Data for this exercise:
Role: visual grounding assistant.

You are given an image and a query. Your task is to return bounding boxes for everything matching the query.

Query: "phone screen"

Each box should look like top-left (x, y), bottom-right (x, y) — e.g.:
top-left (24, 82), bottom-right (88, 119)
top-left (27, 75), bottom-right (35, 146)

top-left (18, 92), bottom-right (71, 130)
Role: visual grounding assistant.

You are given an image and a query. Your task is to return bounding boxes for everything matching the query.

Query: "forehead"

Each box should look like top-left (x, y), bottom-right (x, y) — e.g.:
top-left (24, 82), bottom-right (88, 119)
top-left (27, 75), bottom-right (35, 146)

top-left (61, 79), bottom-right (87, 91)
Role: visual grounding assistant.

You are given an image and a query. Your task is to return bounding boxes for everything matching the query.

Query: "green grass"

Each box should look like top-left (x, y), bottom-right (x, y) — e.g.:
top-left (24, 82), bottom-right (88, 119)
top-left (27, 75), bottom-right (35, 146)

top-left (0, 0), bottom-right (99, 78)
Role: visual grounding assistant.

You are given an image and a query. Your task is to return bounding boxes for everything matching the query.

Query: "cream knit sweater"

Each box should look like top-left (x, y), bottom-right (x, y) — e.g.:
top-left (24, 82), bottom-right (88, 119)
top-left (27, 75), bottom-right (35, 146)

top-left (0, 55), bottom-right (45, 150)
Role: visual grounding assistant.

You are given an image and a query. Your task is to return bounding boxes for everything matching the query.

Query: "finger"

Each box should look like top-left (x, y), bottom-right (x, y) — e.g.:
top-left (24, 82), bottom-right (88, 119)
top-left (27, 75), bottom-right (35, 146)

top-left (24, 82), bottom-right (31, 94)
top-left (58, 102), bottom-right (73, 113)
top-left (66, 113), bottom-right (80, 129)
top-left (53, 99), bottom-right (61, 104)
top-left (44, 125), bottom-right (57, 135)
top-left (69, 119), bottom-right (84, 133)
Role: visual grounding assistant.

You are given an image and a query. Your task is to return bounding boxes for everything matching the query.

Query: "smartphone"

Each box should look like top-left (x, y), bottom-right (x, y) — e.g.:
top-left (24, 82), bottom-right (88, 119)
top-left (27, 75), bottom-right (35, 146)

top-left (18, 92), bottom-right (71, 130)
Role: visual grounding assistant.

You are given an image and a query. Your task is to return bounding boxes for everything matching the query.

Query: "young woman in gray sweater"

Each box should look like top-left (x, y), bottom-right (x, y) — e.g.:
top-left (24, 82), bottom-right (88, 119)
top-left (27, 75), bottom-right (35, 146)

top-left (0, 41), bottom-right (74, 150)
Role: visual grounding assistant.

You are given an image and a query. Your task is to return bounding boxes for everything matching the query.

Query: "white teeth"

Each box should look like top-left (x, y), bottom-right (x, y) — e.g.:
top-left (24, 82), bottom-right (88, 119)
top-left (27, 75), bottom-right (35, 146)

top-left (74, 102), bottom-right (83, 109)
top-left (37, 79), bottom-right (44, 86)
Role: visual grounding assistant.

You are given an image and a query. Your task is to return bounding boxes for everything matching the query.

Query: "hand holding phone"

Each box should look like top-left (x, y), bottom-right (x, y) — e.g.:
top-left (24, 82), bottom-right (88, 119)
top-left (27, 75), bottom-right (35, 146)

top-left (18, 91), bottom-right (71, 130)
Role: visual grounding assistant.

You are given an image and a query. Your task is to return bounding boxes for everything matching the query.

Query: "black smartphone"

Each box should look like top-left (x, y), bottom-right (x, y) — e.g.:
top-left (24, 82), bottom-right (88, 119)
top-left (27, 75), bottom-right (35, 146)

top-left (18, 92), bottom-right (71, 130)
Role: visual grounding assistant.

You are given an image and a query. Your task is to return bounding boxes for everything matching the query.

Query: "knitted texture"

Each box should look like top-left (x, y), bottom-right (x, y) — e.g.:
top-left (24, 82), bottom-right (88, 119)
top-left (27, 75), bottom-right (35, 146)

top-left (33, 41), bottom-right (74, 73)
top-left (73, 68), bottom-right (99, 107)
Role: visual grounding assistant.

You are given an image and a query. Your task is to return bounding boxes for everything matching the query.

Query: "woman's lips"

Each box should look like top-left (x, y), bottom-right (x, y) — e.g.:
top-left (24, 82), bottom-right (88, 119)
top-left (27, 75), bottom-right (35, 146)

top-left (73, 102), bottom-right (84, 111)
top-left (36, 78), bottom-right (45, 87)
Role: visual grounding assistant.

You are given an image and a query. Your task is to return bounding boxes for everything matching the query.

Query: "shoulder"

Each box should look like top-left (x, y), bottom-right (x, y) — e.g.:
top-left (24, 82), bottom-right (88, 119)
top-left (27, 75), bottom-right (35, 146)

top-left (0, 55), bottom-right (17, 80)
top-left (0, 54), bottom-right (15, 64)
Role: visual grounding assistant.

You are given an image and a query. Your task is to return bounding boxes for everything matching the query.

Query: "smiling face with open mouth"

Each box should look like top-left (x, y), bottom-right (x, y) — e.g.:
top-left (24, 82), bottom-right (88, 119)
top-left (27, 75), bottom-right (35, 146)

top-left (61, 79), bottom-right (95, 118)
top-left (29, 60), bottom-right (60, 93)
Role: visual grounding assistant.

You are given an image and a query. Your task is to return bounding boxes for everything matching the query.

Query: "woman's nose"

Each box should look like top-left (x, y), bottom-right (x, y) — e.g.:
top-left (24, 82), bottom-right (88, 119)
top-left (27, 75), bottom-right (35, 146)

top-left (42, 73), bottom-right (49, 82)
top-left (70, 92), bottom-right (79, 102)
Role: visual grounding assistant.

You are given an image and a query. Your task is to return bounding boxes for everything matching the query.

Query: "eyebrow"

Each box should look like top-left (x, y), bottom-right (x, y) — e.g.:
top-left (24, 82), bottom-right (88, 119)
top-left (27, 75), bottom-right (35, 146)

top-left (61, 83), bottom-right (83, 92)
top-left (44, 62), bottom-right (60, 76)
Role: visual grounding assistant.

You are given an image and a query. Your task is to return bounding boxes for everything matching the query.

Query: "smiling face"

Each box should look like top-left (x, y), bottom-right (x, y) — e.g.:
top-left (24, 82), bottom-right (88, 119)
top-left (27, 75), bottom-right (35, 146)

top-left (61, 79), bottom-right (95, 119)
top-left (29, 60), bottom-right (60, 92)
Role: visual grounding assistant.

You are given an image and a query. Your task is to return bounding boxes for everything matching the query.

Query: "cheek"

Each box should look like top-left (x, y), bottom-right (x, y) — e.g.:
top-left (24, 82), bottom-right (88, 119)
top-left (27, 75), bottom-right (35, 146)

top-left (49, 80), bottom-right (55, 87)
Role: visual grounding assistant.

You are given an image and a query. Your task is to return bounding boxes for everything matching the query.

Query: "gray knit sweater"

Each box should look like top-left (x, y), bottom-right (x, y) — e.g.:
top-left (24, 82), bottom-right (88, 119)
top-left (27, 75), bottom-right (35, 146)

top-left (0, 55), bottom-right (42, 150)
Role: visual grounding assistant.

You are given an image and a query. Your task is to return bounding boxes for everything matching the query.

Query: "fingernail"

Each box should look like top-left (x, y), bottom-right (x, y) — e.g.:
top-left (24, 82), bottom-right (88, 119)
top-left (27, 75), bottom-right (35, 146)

Request: Rewrite the entries above as a numbered list, running from their first line through the line with "top-left (61, 79), bottom-right (87, 91)", with both of those lines included and blank lines omitted.

Completed exercise:
1. Role: visual grounding assistant.
2. You are given an image and a query. Your task is to return bounding boxes for everything matching the query.
3. Query: "phone screen"
4. Each box should look like top-left (x, y), bottom-right (x, y) — e.g.:
5. top-left (24, 82), bottom-right (88, 119)
6. top-left (27, 75), bottom-right (35, 146)
7. top-left (18, 92), bottom-right (71, 130)
8. Role: visual grounding assistant.
9. You are given an image and a query. Your task is to return bounding boxes for everything matching the query.
10. Query: "forehead"
11. Each box should look like top-left (x, y), bottom-right (x, y) — e.g.:
12. top-left (24, 82), bottom-right (88, 119)
13. top-left (27, 75), bottom-right (35, 146)
14. top-left (61, 79), bottom-right (87, 91)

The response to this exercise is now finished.